**Избранный фрагмент**
-------------------------
Практика развития афро-азиатских и латиноамериканских стран в 1950-60-х гг. с жестокой очевидностью выявила слабость и даже порочность постулатов «идеальной» модернизации, и в конце названного периода последовал их решительный и всесторонний пересмотр. Общим его направлением сделался отказ от рецептов форсированной модернизации, вдохновляемых идеей «скачка», образом прямолинейной трассы в движении от «традиционности» к «современности». На смену пришло толкование этого перехода как длительной исторической эпохи, наполненной противоречивым соединением форм нового и старого. Вместо представления о прирожденном пороке стал утверждаться конструктивный подход к «традиционности», подразумевавший дифференциацию различных элементов традиции и возможность их частичного и избирательного использования в модернизационной стратегии.

Важное место в пересмотре заняли политические вопросы. Теоретиков модернизации по-человечески потрясла волна насилия, захлестнувшая многие районы развивающегося мира с началом движения к вожделенной «современности». Следовавшие здесь один за другим политические перевороты и социальные потрясения сопровождались многочисленными жертвами и отбрасывали развивающиеся страны далеко назад от идеальных целей. Обеспечение политического порядка и сохранение социальной стабильности начали осознаваться как высшие приоритеты в процессе развития. Эта установка и стала руководящей для профессора Хантингтона, а важность политического порядка, поиск способов его достижения и укрепления сделались лейтмотивом публикуемой книги.

Но хотя в книге «Политический порядок в меняющихся обществах» рассматривается проблема политической модернизации в третьем мире, было бы ошибкой считать, что ее автора интересовали только трудности развивающихся стран и просчеты американской «политики развития» в отношении этих стран. 1960-е годы оказались очень неспокойным временем для США. Мощное движение за гражданские права афро-американского населения, акции «Черных пантер» и экстремистских организаций праворадикального толка, демонстрации против войны во Вьетнаме, наконец, убийство президента США потрясли страну. Национальный кризис заставил многих ученых задуматься о судьбах Америки. Среди них оказалось немало теоретиков модернизации, особенно представителей так называемой социологии развития.

Характерны признания автора хорошо известной в 1960-х годах книги «Религия в обществе Токугава» Роберта Беллы: «Хотя моя позиция была гораздо более сдержанной, чем у других американских социологов, занятых проблемой модернизации… в большинстве моих работ примерно до 1965 г. можно заметить усилие построить некую систему, альтернативную марксизму… В известной мере это была современная апология либерального общества и попытка показать его значимость для развивающихся регионов». Однако события середины 1960-х годов в США подорвали уверенность ученого в том, что современные западные общества должны стать идеальным образцом развития, а их опыт эталоном для третьего мира. «Эти переживания, – пишет Белла, – заставили меня почувствовать, что проблемы американского общества, а не развивающихся обществ – самые серьезные проблемы современности»4.
-------------------------
**Что требуется**
Продолжите фрагмент о пересмотре теории модернизации, начав сразу после его последнего предложения. Пункты ниже никак не связаны с фрагментом о пересмотре теории модернизации.
-------------------------
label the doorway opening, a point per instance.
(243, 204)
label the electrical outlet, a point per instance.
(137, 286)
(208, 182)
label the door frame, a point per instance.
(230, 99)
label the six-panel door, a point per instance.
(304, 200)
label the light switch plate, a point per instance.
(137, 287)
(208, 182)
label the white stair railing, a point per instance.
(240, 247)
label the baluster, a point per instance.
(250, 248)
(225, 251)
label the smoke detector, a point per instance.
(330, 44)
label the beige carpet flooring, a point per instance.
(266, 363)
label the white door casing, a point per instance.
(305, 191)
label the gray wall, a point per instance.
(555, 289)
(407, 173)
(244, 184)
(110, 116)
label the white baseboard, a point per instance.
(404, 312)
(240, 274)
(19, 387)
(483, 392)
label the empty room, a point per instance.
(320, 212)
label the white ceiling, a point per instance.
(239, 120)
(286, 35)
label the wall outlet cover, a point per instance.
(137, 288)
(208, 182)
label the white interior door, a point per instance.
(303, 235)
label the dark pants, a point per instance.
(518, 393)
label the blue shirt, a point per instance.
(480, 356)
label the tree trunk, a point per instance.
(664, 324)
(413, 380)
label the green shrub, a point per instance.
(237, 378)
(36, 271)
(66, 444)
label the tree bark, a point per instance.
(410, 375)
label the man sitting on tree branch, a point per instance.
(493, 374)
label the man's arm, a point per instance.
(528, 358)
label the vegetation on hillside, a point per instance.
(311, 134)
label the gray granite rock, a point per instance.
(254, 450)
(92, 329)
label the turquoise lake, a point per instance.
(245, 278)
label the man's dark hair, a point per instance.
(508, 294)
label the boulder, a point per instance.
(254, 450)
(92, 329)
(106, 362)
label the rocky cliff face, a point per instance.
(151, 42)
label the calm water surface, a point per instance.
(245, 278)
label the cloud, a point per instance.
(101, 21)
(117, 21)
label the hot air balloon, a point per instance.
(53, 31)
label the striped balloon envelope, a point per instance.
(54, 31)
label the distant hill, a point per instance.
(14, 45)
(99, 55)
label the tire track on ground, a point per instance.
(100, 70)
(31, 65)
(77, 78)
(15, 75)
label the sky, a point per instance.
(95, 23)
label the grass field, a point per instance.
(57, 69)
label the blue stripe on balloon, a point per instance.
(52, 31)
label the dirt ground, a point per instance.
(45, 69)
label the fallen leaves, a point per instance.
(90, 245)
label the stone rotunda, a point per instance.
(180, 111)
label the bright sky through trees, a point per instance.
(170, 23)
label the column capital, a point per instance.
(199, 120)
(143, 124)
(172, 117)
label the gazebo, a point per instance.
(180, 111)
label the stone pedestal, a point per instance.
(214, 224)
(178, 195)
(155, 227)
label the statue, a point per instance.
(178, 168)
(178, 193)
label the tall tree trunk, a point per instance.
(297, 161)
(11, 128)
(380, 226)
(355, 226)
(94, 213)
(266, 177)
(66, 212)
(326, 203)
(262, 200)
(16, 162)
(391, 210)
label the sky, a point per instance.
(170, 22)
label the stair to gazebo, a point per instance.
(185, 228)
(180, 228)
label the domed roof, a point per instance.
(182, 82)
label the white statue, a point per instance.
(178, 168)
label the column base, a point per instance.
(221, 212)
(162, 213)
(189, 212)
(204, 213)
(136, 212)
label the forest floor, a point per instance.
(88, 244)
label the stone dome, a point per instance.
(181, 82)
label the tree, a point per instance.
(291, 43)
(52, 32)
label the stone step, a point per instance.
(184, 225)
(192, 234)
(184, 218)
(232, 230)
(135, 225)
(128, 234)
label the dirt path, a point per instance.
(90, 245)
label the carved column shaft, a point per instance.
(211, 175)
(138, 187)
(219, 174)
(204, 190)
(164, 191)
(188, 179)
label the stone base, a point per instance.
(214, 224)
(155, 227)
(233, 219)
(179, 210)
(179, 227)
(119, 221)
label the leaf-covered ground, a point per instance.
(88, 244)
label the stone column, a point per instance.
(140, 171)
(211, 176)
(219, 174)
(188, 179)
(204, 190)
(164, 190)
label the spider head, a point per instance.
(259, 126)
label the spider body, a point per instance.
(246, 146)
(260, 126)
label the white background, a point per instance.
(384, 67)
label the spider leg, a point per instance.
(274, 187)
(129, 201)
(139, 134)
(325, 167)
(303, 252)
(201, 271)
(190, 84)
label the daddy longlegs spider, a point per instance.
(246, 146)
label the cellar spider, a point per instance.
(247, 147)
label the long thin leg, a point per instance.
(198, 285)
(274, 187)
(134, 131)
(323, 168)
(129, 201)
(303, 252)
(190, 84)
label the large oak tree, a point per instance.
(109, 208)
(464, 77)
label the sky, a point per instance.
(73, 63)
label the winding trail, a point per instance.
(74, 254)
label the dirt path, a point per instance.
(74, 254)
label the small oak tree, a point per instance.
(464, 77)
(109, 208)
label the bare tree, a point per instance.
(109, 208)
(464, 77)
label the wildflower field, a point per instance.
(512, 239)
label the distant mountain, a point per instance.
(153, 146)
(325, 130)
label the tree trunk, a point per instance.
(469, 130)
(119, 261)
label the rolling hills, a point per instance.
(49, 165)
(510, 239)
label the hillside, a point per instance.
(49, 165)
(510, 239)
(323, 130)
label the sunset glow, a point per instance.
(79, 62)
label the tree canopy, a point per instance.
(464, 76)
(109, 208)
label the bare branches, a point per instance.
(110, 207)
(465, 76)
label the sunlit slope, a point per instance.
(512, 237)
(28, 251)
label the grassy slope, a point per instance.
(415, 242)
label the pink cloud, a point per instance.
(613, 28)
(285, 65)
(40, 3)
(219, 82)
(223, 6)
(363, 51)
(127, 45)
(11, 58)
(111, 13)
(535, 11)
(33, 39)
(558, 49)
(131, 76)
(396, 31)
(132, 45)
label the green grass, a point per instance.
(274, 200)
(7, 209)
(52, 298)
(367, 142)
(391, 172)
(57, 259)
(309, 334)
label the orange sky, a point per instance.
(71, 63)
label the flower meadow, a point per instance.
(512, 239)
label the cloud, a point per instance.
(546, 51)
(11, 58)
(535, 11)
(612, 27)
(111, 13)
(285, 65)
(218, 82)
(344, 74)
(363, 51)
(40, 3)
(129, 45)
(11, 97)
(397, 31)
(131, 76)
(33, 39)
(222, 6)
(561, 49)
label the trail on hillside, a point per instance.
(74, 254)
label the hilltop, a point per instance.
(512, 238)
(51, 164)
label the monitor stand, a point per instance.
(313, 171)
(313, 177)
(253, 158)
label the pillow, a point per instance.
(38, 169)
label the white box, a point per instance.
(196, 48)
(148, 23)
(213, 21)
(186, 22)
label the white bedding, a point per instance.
-------------------------
**Решённая задача**
Подобное движение мысли еще в большей мере должно было затронуть автора «Политического порядка в меняющихся обществах». Хантингтон, как очевидно из названий его предшествовавших книг5, был глубоко вовлечен в проблематику государственной политики и политической организации страны. Опубликованная в разгар глубокого общественного кризиса, затронувшего не одни США, а все страны Запада (движение «новых левых»), книга содержала размышления не только о политическом развитии афро-азиатских и латиноамериканских обществ; и не только превратности их модернизации побуждали автора поставить во главу угла ценность политического порядка. Внимательный читатель найдет в книге немало критических замечаний о конституционном строе, общественном мнении, официальной идеологии в США и соображений о путях совершенствования политического устройства страны. Но главное: анализируя исторический опыт США и Западной Европы одновременно с современным развитием незападных обществ, Хантингтон формулирует существенные поправки к постулатам либеральной демократии и отвергает некоторые основоположения либерализма.

Отнюдь не политическая свобода, а эффективность политического режима становится для автора «Политического порядка в меняющихся обществах» исходным критерием модернизации страны и ее продвижения к «современности». «Может быть порядок без свободы, но не может быть свободы без порядка»6, – формулирует Хантингтон свое кредо и цитирует ведущего политического обозревателя США 1960-х годов Уолтера Липпмана, который, с горечью размышляя о состоянии американского общества и смерти президента Джона Кеннеди, писал, что самая настоятельная необходимость для людей жить в управляемом обществе, «самоуправляющемся, если это возможно, хорошо управляемом, если посчастливится, но в любом случае – управляемом»7.

Следуя критерию эффективного управления, Хантингтон оставлял в стороне один из важнейших идеологических догматов времен «холодной войны». В первых же строках книги он утверждает: главное в международной классификации государств не форма правления, а степень управляемости, и потому основное различие в политическом развитии проходит не между диктаторскими режимами коммунистических стран и либеральными системами Запада, а между теми и другими, с одной стороны, и большинством стран Азии, Африки и Латинской Америки – с другой. При этом Хантингтон констатирует, что эффективность коммунистических режимов зиждется на широкой общественной поддержке и убежденности большинства населения в их легитимности.

Коммунистическая система, пишет ученый, становится очень привлекательной в развивающихся странах, и это происходит не из-за того, что коммунисты продемонстрировали большие способности к ниспровержению существующего порядка. Не искусство захвата власти, а высокая способность ее удержать – основа их популярности в развивающемся мире. Именно поэтому «кремлевская» система управления столь же часто служит образцом для подражания в XX в., как «версальская», французский абсолютизм в XVII–XVIII вв. или «вестминстерская система» (английский парламентаризм) в XIX в.8.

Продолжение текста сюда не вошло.